### YOUR GOAL
Copy out word for word the listing below, from its start through the line containing "[421,0,519,84]". Leave out the pictures.

** START DATA LISTING **

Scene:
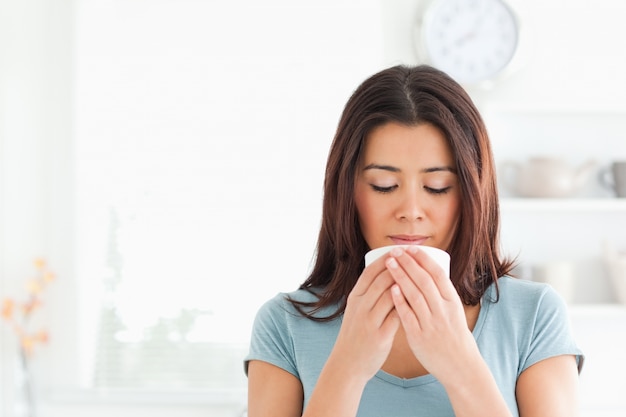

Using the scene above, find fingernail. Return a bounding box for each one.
[409,245,420,255]
[387,258,398,268]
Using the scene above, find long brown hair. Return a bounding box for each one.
[290,65,513,320]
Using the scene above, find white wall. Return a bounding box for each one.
[0,0,626,417]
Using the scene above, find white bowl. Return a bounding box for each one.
[365,245,450,277]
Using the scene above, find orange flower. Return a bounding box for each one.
[33,258,46,271]
[0,258,56,355]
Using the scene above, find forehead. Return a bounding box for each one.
[363,122,454,168]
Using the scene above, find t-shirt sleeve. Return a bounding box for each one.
[520,286,584,373]
[244,294,298,377]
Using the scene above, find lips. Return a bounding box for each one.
[389,235,428,245]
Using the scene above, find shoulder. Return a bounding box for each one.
[485,276,565,310]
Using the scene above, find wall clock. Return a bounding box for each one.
[416,0,520,85]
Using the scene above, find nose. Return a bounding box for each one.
[396,191,424,222]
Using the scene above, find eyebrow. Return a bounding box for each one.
[363,164,456,174]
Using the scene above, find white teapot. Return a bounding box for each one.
[501,157,597,197]
[603,240,626,304]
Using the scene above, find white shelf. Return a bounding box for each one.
[568,303,626,319]
[500,198,626,213]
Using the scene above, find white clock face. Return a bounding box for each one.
[421,0,519,84]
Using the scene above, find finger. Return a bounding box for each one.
[386,255,432,319]
[380,304,401,339]
[351,256,386,296]
[370,284,394,328]
[390,285,421,334]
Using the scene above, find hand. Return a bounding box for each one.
[331,258,400,381]
[385,247,480,386]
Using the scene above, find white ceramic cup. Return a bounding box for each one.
[365,245,450,278]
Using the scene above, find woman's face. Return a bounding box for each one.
[355,122,461,250]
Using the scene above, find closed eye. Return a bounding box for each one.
[424,187,452,194]
[370,184,398,194]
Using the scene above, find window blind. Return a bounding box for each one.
[74,0,381,390]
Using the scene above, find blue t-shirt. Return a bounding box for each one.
[245,277,583,417]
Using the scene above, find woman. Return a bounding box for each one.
[245,66,583,417]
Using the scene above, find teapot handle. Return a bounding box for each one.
[500,160,521,193]
[598,166,615,190]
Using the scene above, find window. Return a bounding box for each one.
[74,0,380,390]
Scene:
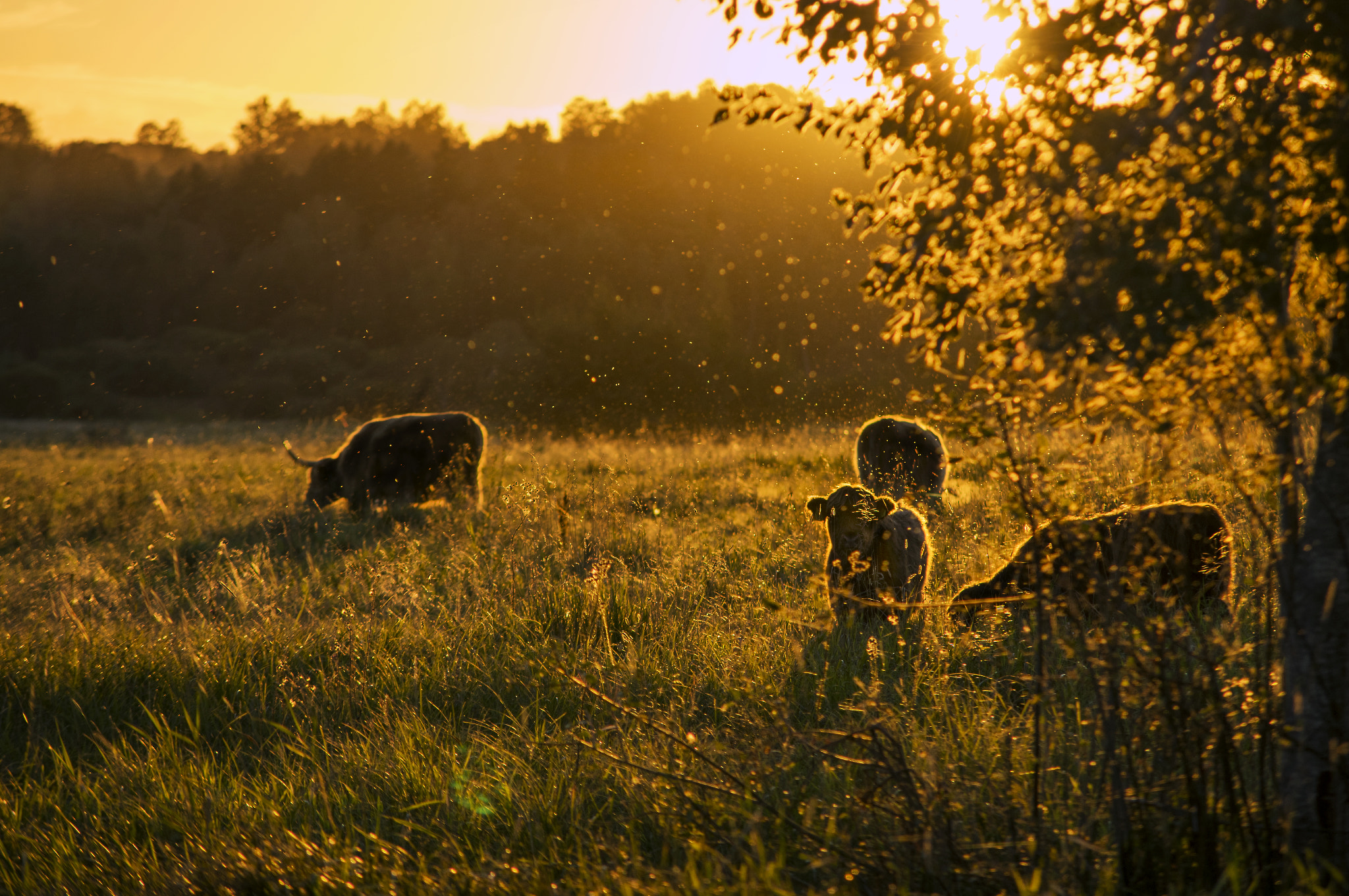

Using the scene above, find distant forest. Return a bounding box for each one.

** END DATA LISTING **

### FULL OUTPUT
Scene:

Using the scene above, find fingernail. Return a bounding box for each one.
[409,245,420,255]
[387,258,398,268]
Using the scene above, find long brown hair. Return a bounding box for each one.
[290,65,513,320]
Using the scene above, find white wall. Return a bounding box for each one.
[0,0,626,417]
Using the scene above, find white bowl. Return a bounding box for each one.
[365,245,450,277]
Using the scene above, find orange flower. Return a bounding box for each one.
[33,258,46,271]
[0,258,56,355]
Using the scene above, find forehead. Return a bounding box for each one.
[363,122,454,168]
Using the scene above, find t-shirt sleeve. Return a bounding box for each one.
[520,286,584,373]
[244,294,298,377]
Using the scene above, find lips. Return a bounding box for each one.
[389,235,428,245]
Using the scene above, find shoulder. Return a bounding box for each one.
[485,276,565,310]
Using the scene above, find wall clock. Return a bounding box for each one.
[416,0,520,85]
Using the scene above, find nose. Return a bounding box for each one.
[396,191,424,222]
Using the scene above, find eyebrow. Return a bounding box for each one.
[363,164,456,174]
Using the scene above, find white teapot. Return a bounding box for each one.
[501,157,597,197]
[603,240,626,304]
Using the scene above, find white shelf. Return a bounding box for each one.
[568,303,626,319]
[500,198,626,213]
Using the scene above, find white clock face. Return a bounding box for each one.
[421,0,519,84]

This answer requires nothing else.